++++ Texto em estudo
Se pelo menos Trump usasse o que se diz sempre — errar é humano, a carne é fraca, atire a primeira pedra —, os valores ocidentais estariam em melhores mãos. O problema central é a relação com os Estados Unidos. Ela precisa de equilíbrio, e há quem trabalhe nesse tema desde o século passado.
Afonso Arinos, em 1952, quando ainda esboçava suas ideias sobre uma política externa independente, defendeu o Acordo Militar Brasil-EUA. O governo Vargas queria isso, mas não teve coragem de dar as caras. Resultado, Arinos apanhou sozinho da esquerda.
Acontece que no acordo havia um só tópico que não interessava ao Brasil. Arinos ofereceu uma fórmula diplomática para contornar a dificuldade. Apanhou da direita.
++++++++
++++ Material fornecido
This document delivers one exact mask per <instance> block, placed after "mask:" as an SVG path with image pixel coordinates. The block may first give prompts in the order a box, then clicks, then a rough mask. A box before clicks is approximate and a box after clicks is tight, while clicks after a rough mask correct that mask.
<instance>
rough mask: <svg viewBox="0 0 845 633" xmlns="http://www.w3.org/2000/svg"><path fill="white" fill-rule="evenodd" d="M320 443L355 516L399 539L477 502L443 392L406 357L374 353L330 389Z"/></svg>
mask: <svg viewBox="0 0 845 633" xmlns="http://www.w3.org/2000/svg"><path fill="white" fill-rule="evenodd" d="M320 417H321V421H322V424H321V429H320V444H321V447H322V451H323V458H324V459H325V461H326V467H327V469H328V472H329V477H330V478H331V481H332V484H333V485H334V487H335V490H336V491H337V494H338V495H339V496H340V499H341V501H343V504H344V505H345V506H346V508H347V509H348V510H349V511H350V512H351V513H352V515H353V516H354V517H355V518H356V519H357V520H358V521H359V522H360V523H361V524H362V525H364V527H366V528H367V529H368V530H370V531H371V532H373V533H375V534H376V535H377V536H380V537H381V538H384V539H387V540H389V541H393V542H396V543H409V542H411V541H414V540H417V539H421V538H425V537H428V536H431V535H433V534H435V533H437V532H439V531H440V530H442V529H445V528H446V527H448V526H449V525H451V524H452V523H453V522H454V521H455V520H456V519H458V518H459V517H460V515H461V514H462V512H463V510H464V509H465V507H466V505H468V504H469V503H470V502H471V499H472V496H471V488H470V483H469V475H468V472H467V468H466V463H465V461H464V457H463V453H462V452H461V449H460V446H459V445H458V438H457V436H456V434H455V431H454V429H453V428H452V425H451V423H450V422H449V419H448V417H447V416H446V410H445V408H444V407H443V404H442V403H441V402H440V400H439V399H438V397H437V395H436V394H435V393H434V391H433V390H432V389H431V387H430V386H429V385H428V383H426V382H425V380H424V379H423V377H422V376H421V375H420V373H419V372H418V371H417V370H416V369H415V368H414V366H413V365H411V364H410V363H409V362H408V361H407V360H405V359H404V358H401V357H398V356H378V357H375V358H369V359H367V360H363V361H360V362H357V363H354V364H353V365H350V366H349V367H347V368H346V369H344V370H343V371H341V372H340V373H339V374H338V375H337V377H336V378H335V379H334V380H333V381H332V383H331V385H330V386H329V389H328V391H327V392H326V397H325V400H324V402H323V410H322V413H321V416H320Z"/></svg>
++++++++
Descrição da tarefa = Escreva a continuação do texto sobre Afonso Arinos e a relação do Brasil com os Estados Unidos, começando logo após a última frase.

Resposta escrita =
Mesmo nos primórdios do que mais tarde seria uma política externa independente, a proximidade com os Estados Unidos representava um fato decisivo. Mas também era bastante claro que a proximidade não significava uma adesão acrítica a todas as propostas americanas.
No momento, esta questão vai aparecer com muita delicadeza, entre outras, nas relações com a China. Trump espera apoio na sua guerra comercial. Mas tem negociado intensamente com Xi Jiping.
Não está muito claro o papel que teremos nesse triângulo. Por enquanto, estamos ainda em discussões teológicas, ave-maria em tupi, José de Alencar e arroubos nacionalistas.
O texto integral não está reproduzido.